> [What you need to do]: In the overcoming trauma text, how long did the person whose primary caretaker died think about her daily before those thoughts became less frequent?

Overcoming trauma

Anyone would like to share experiences/knowledge about how they or others overcame trauma, especially from childhood?

I’ve read a bit on this and you don’t ever get “cured” as such. (I’m talking PTSD type stuff.)

You do however become less and less fearful when thinking about the experience(s) with time. And can think about it [talk about it] or similar situations without getting as upset. (Like having a panic attack.)

So with time, you kind of get more used to it. But the pain is always there.

Member **SpiceWeasel **has spoken some about her dealings with her PTSD from childhood trauma. Not sure if she will see this thread but you can search her name to see what comes up.

For me one of the biggest things was admitting out-loud to someone what happened. For so many years (into my late 20’s) I kept it all in from shame and guilt. When I finally put it out there, it was a massive relief and allowed me to then begin to deal with it more directly. That’s not to say that the trauma I experienced doesn’t still manifest itself in my behaviors and interactions today. But at least now it is a “defined” thing that can be acknowledged, understood, and addressed.

As others already said, it doesn’t ever really go away- but with time, you do stop thinking about it as often, and you are more able to make a clear rational choice (internal monologue: “Okay, I am feeling this, and this situation still bugs me. But now it’s time to go do/feel something else.”) to direct your thoughts elsewhere.

Therapy might do the same thing that time does for some people, but quicker- can’t vouch for that, since I never could get it to work.

(In my case, the trauma was the death of a primary caretaker back when I was 15, only a few years after the family moved to the States- thought about her on a daily basis for something like 6-7 years before the thoughts became less frequent.)

Not sure what trauma you’re looking for advice about? For me, my father was physically and verbally abusive. Dislocated my arms many times. Knocked me through and into walls. Yelled.

I do not today, 30 years out of his house, think about those experiences. But. But still. A loud man’s voice or a certain expression and I am frantic to appease and escape.

In certain ways it shaped my life. It took me a long time to become comfortable standing up for myself in any setting. This had impacts on the career I chose, and on my career path.

I should have received professional help, but the first time I tried the therapist and I were not a match. Later attempts, it proved difficult to find a good therapist who would accept my insurance. [sarcasm]American health care is wonderful.[/sarcasm]

I think I just gutted through on sheer stubbornness and luck. I would recommend therapy to anyone with my past.

What is it therapy did for you? How did it do it?

> [Data supplied]:
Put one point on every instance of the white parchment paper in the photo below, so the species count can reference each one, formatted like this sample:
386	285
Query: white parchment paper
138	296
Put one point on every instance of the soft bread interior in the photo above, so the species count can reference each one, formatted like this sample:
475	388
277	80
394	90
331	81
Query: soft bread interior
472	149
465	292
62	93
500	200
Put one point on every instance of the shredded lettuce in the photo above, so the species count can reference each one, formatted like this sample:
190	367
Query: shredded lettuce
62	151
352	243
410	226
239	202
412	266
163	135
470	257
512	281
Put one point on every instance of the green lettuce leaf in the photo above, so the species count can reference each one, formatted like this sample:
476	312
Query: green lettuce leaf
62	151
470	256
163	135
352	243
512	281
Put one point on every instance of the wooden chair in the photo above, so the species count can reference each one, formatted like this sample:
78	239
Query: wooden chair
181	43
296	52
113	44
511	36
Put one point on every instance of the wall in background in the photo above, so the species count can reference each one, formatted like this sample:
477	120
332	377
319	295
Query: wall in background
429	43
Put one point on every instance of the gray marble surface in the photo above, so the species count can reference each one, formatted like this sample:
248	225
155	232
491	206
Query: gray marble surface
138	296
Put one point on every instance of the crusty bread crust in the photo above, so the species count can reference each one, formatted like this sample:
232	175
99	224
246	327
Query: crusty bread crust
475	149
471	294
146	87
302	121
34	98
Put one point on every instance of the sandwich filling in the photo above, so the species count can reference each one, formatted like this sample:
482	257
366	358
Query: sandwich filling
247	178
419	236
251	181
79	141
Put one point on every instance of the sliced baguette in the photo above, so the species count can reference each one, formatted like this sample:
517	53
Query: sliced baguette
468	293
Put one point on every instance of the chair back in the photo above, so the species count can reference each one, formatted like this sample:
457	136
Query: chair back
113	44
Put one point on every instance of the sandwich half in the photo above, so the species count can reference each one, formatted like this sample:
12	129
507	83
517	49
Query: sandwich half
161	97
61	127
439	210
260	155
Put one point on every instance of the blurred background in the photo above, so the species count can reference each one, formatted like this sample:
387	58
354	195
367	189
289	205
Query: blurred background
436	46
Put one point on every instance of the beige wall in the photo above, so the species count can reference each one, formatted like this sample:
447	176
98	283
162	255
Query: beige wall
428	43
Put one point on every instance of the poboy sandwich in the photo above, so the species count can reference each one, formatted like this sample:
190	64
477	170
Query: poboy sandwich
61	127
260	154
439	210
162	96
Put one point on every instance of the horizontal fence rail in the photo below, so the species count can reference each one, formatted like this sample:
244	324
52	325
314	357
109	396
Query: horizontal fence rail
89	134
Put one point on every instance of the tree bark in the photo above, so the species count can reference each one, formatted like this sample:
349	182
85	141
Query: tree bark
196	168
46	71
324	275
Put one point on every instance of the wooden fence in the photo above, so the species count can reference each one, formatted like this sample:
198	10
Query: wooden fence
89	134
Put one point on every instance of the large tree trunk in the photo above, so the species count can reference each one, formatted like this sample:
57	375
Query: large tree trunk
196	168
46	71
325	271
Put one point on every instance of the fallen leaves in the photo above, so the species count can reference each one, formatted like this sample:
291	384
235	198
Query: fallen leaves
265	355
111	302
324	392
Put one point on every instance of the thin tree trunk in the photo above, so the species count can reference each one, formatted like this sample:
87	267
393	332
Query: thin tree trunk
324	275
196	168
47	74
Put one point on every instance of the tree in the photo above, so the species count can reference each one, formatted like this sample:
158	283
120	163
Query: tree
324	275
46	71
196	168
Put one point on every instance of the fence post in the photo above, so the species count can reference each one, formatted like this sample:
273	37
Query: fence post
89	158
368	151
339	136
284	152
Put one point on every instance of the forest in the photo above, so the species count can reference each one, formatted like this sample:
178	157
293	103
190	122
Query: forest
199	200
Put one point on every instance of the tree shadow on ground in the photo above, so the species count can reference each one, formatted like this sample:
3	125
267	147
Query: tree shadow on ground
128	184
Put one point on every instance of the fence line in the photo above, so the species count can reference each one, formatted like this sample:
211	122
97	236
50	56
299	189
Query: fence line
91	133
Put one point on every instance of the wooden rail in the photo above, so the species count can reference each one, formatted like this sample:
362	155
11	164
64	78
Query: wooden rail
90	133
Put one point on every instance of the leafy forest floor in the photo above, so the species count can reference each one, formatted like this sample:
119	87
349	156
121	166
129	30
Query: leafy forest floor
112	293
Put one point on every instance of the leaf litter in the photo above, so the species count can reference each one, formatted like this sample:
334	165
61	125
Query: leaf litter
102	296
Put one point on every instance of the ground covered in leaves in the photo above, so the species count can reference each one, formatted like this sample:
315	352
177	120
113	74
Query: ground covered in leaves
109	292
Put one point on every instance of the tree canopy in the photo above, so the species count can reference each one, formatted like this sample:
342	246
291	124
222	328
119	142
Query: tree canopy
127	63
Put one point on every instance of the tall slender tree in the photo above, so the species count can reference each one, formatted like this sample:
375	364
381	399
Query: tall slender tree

> [Written answer]: Something like 6–7 years.